◆ EXERCISE DETAILS
Render the records from the line containing "I was wondering if you could find the white boat" through the line containing "[226,144,345,298]", both included, as a JSON list of strings with one string per line and blank lines omitted.

◆ DATA PROVIDED
=-=-=-=-=
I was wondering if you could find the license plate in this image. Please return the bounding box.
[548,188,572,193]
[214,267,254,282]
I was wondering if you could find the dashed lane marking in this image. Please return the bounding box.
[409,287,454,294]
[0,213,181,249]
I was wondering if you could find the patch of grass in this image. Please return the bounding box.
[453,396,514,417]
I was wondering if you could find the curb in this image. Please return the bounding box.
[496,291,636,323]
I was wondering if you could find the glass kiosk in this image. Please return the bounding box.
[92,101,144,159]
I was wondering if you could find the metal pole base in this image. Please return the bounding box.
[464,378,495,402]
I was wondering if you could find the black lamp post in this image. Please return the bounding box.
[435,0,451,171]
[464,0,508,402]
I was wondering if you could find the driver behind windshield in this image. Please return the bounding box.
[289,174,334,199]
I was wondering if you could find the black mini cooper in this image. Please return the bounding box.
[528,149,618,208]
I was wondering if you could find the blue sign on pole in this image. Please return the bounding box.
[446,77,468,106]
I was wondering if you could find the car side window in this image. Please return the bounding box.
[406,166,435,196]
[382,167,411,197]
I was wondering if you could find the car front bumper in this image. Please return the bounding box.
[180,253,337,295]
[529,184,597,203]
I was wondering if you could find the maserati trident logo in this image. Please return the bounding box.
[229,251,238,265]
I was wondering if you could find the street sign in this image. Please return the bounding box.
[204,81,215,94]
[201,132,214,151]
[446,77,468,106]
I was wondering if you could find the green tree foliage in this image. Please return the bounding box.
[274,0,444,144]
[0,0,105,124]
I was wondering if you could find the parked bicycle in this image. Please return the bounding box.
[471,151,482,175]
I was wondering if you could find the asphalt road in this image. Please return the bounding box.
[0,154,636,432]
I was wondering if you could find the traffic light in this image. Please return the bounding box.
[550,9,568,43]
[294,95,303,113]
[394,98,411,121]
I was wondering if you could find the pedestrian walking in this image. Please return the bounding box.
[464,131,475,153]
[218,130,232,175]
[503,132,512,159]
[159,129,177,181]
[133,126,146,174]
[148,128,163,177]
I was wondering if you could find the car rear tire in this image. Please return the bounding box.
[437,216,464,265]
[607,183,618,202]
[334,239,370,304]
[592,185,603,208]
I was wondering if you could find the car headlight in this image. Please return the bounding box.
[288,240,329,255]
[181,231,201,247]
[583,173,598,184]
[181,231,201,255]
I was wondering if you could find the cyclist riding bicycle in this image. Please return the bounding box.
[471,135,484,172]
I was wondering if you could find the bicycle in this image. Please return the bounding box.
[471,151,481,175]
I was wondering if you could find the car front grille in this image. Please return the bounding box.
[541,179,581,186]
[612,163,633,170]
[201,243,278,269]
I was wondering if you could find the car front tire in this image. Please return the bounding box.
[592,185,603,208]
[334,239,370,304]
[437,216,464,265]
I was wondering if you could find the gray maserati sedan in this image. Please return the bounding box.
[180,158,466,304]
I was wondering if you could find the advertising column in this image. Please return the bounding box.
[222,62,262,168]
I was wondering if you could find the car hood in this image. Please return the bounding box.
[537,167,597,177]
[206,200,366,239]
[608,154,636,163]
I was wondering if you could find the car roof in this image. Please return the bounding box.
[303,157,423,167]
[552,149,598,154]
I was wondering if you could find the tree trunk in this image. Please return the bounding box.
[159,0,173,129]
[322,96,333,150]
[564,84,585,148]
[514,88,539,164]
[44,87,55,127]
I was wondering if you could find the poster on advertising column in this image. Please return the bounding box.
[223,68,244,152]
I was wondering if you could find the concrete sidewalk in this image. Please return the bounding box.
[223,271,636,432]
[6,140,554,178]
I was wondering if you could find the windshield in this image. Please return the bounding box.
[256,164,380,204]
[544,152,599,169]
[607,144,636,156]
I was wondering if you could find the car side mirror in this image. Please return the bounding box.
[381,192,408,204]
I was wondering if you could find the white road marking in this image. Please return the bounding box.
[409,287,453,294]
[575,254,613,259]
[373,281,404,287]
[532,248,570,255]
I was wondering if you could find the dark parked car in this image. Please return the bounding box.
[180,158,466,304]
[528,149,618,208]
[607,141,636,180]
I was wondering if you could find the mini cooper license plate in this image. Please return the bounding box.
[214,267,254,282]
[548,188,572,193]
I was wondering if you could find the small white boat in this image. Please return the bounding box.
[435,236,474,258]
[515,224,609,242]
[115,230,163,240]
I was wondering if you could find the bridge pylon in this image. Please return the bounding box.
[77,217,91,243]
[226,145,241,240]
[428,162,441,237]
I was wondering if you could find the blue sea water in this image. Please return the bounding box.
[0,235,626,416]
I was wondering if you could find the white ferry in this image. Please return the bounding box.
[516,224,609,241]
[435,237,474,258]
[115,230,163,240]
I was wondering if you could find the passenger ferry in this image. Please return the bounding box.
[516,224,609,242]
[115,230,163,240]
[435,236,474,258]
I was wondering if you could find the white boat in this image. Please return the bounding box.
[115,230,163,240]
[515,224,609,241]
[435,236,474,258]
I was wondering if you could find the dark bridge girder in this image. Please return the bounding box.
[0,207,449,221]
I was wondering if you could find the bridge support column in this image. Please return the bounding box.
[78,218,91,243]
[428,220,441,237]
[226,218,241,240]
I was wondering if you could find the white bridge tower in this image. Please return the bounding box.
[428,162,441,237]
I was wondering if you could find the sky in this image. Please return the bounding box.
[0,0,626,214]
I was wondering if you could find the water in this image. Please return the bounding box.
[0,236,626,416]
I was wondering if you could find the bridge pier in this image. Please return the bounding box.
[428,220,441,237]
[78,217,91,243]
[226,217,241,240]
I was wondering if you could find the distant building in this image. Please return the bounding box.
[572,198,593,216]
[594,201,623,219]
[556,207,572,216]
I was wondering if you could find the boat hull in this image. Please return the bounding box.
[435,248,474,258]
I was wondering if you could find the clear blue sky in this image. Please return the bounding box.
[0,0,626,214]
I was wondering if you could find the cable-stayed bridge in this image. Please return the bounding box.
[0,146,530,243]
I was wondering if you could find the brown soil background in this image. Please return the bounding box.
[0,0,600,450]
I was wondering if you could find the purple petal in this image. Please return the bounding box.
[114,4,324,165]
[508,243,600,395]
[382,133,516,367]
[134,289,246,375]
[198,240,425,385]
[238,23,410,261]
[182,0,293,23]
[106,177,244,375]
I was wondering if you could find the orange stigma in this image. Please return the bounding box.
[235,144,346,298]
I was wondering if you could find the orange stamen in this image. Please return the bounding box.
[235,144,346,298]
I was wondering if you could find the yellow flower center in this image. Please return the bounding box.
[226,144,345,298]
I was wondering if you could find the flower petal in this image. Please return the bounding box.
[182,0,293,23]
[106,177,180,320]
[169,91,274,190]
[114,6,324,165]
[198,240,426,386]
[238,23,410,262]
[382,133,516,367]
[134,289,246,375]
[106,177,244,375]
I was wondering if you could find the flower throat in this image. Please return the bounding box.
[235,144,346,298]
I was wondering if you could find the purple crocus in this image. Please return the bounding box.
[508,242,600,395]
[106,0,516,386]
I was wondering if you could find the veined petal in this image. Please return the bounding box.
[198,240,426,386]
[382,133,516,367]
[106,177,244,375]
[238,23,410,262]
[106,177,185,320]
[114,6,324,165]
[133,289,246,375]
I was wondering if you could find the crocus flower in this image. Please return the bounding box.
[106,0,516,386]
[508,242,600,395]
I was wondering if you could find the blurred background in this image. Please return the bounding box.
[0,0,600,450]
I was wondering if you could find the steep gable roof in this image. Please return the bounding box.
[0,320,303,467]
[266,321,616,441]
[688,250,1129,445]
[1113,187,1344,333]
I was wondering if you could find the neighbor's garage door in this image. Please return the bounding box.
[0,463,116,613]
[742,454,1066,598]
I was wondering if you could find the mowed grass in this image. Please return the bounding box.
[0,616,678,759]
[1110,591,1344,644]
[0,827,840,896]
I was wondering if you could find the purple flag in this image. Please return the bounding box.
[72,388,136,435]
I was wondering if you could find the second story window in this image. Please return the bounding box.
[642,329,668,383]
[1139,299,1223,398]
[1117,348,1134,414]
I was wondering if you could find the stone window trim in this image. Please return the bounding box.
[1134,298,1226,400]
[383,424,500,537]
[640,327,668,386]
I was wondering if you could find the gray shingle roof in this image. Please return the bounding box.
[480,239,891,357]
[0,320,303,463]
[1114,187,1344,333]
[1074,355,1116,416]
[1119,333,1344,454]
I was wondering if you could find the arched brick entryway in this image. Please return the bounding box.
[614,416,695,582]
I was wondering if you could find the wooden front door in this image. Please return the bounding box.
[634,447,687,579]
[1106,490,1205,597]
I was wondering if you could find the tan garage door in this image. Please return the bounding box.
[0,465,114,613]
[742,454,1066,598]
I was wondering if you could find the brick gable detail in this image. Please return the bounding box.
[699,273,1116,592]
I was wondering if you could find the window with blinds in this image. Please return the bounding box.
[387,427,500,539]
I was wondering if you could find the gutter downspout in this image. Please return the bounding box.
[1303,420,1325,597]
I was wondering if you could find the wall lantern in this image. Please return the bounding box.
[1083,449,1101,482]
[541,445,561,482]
=-=-=-=-=
◆ CORRECT RESULT
[
  "I was wondering if you could find the white boat in this image. Please return the bounding box.",
  "[115,230,163,240]",
  "[515,224,609,241]",
  "[435,236,474,258]",
  "I was wondering if you could find the dark bridge girder in this image. Please return the bounding box.",
  "[0,207,449,221]",
  "I was wondering if you could find the bridge support column in this image. Please return the bounding box.",
  "[78,218,91,243]",
  "[428,220,441,237]",
  "[226,218,241,240]",
  "I was wondering if you could find the white bridge tower in this image. Please return the bounding box.",
  "[428,162,441,237]",
  "I was wondering if you could find the sky in this image. Please return the bounding box.",
  "[0,0,626,214]",
  "I was wondering if you could find the water in this image. Please return the bounding box.",
  "[0,236,626,416]",
  "I was wondering if you could find the bridge pier in this image. Please return the bounding box.",
  "[428,220,441,237]",
  "[78,217,91,243]",
  "[226,217,241,240]",
  "I was wondering if you could find the distant building in this image. Please return the bounding box.",
  "[572,198,593,216]",
  "[594,201,623,219]",
  "[556,207,572,216]",
  "I was wondering if you could find the boat hull in this image. Please return the bounding box.",
  "[435,248,474,258]",
  "I was wondering if you could find the clear blue sky in this image. Please return the bounding box.",
  "[0,0,626,214]",
  "I was wondering if you could find the cable-stayed bridge in this image. Please return the bounding box.",
  "[0,146,530,243]",
  "I was wondering if you could find the brown soil background in this image. Please return the bounding box.",
  "[0,0,600,450]",
  "I was wondering if you could find the purple petal in this image. Please return the bounding box.",
  "[114,4,324,165]",
  "[508,243,600,395]",
  "[382,133,516,367]",
  "[134,289,246,375]",
  "[198,240,425,385]",
  "[238,23,410,261]",
  "[182,0,293,23]",
  "[106,177,244,375]",
  "I was wondering if you could find the orange stigma in this image. Please return the bounding box.",
  "[235,144,346,298]",
  "I was wondering if you could find the orange stamen in this image. Please return the bounding box.",
  "[235,144,346,298]",
  "I was wondering if you could find the yellow flower center in this image. Please return the bounding box.",
  "[226,144,345,298]"
]